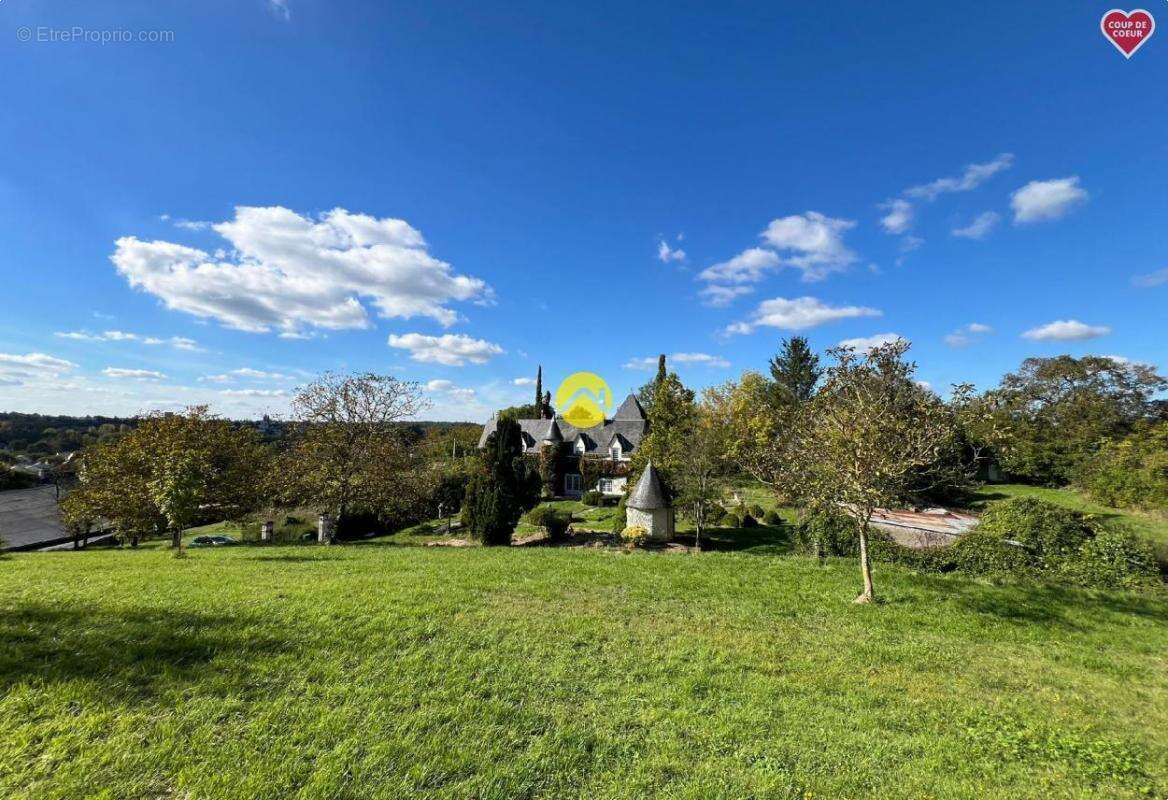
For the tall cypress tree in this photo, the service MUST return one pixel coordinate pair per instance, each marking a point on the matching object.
(795, 370)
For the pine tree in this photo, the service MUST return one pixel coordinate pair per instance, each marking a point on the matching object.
(648, 391)
(795, 370)
(499, 494)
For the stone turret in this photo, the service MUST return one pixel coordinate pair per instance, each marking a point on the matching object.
(648, 508)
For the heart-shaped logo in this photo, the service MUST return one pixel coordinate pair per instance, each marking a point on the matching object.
(1127, 30)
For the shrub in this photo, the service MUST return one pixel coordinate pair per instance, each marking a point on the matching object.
(1029, 536)
(618, 520)
(826, 533)
(1131, 472)
(1113, 560)
(553, 521)
(634, 535)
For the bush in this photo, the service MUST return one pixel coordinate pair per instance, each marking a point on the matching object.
(716, 515)
(1131, 472)
(634, 535)
(827, 534)
(618, 520)
(553, 521)
(1030, 536)
(745, 520)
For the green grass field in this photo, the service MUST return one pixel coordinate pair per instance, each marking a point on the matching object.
(380, 670)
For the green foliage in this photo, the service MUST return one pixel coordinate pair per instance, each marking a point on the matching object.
(634, 535)
(1031, 537)
(502, 489)
(1131, 472)
(1055, 412)
(555, 522)
(129, 673)
(826, 534)
(795, 370)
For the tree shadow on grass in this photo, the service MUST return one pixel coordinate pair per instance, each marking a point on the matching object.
(1029, 603)
(760, 541)
(131, 653)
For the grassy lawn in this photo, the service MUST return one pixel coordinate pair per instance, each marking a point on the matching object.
(374, 670)
(1148, 526)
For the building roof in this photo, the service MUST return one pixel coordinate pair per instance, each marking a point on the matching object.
(630, 425)
(30, 517)
(648, 494)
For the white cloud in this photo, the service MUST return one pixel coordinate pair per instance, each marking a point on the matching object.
(666, 254)
(745, 268)
(1158, 278)
(980, 227)
(178, 342)
(697, 359)
(286, 271)
(450, 349)
(898, 218)
(245, 373)
(1066, 331)
(868, 343)
(813, 243)
(18, 369)
(798, 314)
(1038, 201)
(720, 297)
(971, 178)
(451, 389)
(254, 392)
(137, 374)
(967, 334)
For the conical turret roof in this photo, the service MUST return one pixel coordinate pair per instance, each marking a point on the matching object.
(648, 494)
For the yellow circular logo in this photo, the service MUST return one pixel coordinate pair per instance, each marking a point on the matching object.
(583, 399)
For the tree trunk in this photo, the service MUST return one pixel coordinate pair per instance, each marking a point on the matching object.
(866, 565)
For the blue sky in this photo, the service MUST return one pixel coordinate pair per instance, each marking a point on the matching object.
(454, 193)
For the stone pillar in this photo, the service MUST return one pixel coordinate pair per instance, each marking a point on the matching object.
(325, 529)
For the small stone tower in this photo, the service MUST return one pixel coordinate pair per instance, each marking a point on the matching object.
(648, 508)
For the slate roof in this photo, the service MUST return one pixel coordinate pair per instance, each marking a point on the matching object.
(647, 494)
(628, 426)
(30, 517)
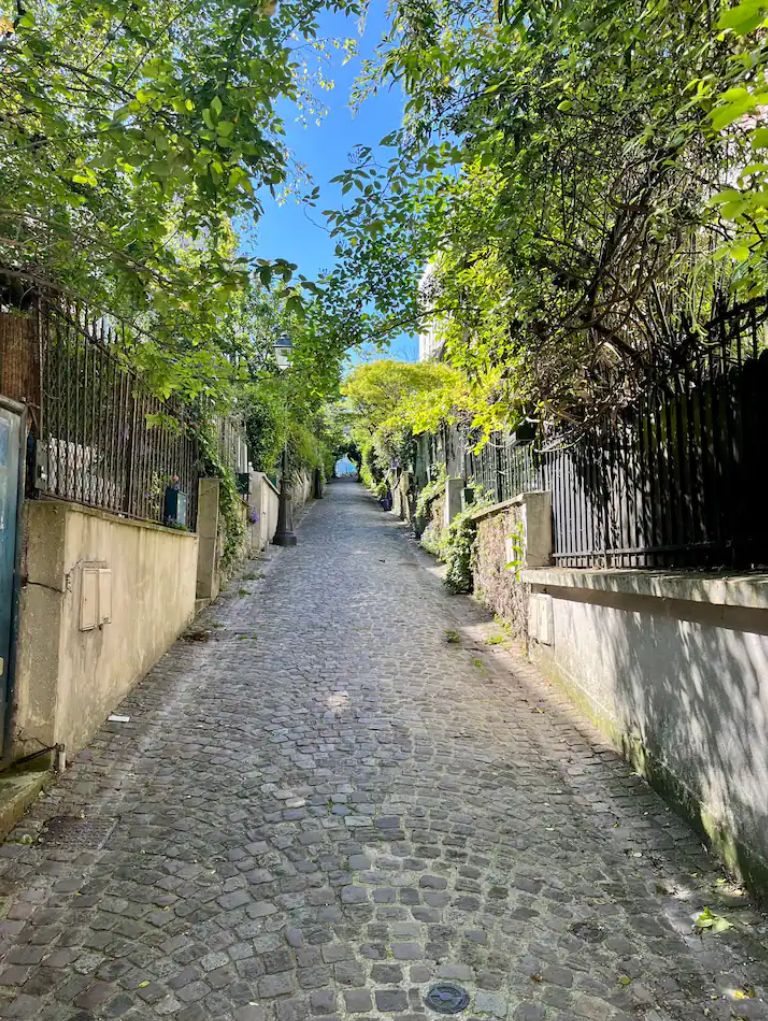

**Exercise:** Report each line of the items above that contains the string "logo", treating uppercase and lowercase as different.

**Response for this exercise:**
For the heart-shaped logo in this photo, the service MUST return one pixel coordinate pair per instance, each marking a point on the matching object.
For the yellow circular logo in this photo, the service MUST return one pixel coordinate pair per instance, each marking a point on the matching object.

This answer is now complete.